### SOURCE PASSAGE
#####

I'm curious about the tax situation for a U.S. citizen living and working in Hong Kong as a self-employed entrepreneur: Would this scenario be favorable for one to retain most of their income and pay the fewest income taxes (or even none at all), while remaining a U.S. citizen?

Is this arrangement possible and would you recommend it? Or is it not worth it?

John Wiley Spiers said...

I've never spent enough time overseas to worry about tax implications.... you'd have to talk about it with a CPA...

John

Anonymous said...

The U.S. is the only country in the world that taxes their citizens on income earned abroad as well as domestically, but as John said do hire a CPA.

Anonymous said...


I think leaving the U.S. as a U.S. citizen if you're a self-employed entrepreneur (being a sole-proprietorship with only you as the single employee) to help reduce your income taxes is probably not necessary, and will most likely create more headaches for you. Remember that the federal U.S. income tax code greatly favors and benefits self-employment - just talk to any small-business accountant. Make your lifestyle your business, and use tax and expense deductions to reduce your taxable income.

Anonymous said...

I've never been to Hong Kong, but from what I've read the real estate market is apparently insane: Very high prices/rent for very small square footage accommodations. I'm not sure I would want to live there, although visiting Hong Kong would be nice.

John Wiley Spiers said...

#####

### RECORDED INFORMATION
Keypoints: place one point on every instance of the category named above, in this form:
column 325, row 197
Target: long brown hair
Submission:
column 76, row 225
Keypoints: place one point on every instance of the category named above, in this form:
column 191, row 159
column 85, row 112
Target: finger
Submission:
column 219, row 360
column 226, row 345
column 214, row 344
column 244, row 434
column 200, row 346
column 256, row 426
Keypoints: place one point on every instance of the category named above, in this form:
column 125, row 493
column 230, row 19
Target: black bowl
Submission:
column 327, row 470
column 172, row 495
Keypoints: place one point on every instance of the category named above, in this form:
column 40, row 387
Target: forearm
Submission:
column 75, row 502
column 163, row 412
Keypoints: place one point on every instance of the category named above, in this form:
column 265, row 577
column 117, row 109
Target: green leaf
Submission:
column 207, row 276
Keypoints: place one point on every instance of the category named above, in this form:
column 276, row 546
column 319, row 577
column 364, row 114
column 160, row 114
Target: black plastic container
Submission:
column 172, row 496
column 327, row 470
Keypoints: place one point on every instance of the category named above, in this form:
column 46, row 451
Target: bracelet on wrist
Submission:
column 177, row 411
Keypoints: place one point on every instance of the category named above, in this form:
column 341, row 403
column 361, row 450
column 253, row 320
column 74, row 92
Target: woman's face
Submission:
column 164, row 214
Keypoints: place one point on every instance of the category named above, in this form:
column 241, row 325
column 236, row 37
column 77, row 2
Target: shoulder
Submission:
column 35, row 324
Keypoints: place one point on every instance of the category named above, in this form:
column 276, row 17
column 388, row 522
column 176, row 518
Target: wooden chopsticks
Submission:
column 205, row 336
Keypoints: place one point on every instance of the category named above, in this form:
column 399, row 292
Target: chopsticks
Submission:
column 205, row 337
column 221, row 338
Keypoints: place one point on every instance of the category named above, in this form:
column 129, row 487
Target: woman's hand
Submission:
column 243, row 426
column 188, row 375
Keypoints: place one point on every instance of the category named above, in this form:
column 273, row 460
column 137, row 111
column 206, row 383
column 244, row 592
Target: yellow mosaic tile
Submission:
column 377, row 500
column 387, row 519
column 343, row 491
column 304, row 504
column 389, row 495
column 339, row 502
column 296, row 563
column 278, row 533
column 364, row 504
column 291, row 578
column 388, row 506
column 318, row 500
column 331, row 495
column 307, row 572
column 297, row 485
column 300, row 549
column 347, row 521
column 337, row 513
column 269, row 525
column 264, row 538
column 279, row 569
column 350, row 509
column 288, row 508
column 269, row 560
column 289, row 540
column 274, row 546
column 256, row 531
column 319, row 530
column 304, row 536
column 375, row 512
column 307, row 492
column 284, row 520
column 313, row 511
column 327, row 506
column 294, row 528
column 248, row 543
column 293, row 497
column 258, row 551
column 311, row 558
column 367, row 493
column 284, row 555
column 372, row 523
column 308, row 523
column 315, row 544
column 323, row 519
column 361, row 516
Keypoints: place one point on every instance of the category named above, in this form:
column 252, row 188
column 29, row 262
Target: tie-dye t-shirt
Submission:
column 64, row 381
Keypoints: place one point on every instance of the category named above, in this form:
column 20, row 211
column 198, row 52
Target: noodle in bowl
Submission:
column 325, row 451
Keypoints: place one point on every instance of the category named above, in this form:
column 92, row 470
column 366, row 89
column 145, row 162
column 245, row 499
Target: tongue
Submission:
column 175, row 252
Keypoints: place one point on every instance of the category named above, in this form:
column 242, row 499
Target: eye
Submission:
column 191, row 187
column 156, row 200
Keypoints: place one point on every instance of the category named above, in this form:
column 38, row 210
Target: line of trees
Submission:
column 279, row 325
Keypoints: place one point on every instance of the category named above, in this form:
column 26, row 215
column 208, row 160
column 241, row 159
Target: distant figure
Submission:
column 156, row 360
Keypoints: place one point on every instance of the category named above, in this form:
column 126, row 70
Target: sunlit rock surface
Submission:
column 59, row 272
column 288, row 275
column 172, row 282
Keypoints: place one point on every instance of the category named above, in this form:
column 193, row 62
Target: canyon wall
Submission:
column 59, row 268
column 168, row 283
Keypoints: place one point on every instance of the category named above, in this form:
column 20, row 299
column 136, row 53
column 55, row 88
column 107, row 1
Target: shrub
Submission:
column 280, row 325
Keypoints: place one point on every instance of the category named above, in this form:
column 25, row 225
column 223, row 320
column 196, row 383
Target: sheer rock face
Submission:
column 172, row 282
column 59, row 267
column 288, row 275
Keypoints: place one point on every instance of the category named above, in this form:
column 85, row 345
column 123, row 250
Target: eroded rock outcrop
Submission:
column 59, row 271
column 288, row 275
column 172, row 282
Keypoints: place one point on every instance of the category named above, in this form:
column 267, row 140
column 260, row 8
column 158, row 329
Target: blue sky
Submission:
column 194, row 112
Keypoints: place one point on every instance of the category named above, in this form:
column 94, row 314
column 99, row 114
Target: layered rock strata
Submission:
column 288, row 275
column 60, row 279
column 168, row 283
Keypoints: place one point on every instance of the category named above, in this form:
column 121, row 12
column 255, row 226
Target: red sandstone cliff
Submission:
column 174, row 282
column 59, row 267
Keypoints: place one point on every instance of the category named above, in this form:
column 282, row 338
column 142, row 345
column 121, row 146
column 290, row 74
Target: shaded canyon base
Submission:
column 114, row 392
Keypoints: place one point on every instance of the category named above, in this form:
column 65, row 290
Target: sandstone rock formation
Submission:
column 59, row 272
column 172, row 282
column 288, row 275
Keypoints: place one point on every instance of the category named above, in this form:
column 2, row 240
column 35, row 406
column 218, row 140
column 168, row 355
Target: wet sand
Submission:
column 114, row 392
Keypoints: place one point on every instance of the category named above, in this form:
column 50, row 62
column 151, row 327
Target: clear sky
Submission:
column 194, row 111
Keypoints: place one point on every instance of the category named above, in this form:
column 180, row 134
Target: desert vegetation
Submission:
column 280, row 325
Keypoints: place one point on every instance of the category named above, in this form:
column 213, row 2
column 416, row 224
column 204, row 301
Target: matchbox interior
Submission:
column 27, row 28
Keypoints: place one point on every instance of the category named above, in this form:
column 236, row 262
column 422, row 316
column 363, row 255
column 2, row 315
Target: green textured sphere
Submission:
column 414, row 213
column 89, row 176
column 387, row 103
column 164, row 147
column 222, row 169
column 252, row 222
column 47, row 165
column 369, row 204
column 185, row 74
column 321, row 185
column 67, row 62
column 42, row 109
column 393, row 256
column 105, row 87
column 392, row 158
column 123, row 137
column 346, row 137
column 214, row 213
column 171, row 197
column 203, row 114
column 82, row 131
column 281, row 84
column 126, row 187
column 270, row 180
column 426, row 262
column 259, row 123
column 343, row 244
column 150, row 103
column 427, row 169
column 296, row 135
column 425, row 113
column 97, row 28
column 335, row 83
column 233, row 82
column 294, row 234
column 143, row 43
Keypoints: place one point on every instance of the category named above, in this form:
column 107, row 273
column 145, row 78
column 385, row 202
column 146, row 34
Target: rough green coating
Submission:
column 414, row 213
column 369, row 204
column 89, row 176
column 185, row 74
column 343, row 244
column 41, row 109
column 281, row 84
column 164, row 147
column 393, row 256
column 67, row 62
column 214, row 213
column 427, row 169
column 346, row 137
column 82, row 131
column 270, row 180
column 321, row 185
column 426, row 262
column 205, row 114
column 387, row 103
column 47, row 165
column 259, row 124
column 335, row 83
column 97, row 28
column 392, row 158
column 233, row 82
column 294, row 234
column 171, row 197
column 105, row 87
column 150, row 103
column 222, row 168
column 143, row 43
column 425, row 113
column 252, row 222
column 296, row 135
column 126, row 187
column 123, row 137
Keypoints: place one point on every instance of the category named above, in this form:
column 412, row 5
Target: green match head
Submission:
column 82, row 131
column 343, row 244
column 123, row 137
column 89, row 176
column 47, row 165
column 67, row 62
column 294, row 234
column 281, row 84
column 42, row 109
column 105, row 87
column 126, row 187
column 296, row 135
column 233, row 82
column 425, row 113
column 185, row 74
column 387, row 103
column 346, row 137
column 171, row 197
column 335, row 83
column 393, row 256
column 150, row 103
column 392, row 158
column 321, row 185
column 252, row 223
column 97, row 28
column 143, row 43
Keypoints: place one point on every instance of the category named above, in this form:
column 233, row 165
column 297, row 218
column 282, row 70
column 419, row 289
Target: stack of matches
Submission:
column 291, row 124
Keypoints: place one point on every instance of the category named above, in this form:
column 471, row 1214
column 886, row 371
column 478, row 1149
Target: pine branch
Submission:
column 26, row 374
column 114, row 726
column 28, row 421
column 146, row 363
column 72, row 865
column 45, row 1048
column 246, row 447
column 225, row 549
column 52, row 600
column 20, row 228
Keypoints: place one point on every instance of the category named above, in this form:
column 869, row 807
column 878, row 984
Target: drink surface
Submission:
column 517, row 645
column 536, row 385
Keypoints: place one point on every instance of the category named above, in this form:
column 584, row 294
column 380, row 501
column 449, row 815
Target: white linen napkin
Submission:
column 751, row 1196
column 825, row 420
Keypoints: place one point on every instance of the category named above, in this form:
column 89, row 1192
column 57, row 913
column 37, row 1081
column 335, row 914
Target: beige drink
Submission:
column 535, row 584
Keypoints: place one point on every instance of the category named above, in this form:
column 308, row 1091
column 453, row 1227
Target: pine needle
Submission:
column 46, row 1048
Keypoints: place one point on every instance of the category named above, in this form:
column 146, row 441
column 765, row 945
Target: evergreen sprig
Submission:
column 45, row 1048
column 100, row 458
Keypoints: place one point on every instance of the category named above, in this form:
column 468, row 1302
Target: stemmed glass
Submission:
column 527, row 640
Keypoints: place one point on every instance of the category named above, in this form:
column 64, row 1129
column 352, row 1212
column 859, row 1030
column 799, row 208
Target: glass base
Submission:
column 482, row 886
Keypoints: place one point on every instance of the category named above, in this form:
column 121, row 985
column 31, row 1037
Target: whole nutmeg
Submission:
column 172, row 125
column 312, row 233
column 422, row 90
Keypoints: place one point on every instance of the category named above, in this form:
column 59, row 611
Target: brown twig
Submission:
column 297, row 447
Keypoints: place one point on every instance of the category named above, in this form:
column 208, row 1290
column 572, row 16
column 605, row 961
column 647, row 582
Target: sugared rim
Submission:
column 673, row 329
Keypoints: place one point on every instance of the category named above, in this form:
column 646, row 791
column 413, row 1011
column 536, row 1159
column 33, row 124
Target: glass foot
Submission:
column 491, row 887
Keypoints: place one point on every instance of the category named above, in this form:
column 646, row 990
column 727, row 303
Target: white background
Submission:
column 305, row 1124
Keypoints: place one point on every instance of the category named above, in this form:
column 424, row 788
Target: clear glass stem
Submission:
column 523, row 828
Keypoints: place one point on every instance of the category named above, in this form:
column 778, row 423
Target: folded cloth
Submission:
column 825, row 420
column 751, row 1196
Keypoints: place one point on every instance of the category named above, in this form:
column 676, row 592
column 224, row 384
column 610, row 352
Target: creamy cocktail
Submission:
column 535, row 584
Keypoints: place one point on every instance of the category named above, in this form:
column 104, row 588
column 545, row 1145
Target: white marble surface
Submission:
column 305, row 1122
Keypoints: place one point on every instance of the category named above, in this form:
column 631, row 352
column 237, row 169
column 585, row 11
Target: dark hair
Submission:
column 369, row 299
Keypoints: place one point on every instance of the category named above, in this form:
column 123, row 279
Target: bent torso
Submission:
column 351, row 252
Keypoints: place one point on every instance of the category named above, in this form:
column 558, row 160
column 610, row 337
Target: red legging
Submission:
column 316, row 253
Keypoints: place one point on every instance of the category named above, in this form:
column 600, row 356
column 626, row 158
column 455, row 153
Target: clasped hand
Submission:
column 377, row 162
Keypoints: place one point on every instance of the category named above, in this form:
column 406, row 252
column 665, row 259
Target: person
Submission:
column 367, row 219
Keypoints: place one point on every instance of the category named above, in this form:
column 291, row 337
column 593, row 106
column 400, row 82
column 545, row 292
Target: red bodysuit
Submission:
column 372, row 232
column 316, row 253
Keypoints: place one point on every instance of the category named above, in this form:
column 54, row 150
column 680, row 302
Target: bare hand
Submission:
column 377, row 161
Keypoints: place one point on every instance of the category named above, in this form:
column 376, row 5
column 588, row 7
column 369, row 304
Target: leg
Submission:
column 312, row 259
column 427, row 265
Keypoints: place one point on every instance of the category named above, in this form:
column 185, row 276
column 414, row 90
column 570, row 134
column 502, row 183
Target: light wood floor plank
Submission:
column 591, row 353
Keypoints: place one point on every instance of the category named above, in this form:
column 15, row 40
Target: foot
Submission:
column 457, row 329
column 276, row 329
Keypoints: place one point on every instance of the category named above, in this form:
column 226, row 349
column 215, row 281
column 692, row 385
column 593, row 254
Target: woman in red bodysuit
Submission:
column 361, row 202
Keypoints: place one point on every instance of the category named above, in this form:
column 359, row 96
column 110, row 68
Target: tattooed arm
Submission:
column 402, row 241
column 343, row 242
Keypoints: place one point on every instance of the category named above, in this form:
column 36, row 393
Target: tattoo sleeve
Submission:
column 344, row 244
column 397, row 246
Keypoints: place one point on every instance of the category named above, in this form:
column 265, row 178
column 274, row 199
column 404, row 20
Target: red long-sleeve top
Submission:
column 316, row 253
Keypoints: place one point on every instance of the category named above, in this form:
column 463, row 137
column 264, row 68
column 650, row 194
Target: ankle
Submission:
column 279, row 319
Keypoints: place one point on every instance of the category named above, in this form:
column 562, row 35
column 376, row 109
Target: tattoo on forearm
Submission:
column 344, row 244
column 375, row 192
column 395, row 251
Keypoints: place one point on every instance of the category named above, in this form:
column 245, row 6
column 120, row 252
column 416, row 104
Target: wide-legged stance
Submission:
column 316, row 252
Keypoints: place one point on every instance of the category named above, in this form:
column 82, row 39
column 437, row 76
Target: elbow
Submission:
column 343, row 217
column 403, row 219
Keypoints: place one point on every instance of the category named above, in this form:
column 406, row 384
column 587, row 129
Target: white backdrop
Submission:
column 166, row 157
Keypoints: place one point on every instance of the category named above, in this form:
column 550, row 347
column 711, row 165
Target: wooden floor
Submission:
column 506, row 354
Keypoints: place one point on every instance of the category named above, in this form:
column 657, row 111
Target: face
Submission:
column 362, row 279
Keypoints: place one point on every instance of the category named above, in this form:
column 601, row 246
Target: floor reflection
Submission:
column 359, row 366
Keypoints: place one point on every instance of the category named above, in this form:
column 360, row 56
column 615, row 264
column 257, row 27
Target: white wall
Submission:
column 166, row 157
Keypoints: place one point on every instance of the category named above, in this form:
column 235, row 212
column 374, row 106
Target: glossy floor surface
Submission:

#####

### TASKS TO COMPLETE
1 – Extract the part of the Hong Kong tax discussion from "I'm curious about" up to and including "a U.S. citizen?", copying it word for word.
2 – In the Hong Kong tax discussion, which country is said to be the only one that taxes its citizens on income earned abroad as well as domestically?
The listing has no connection to the Hong Kong tax discussion.

### CORRECT ANSWERS
1 –
I'm curious about the tax situation for a U.S. citizen living and working in Hong Kong as a self-employed entrepreneur: Would this scenario be favorable for one to retain most of their income and pay the fewest income taxes (or even none at all), while remaining a U.S. citizen?

2 – The U.S.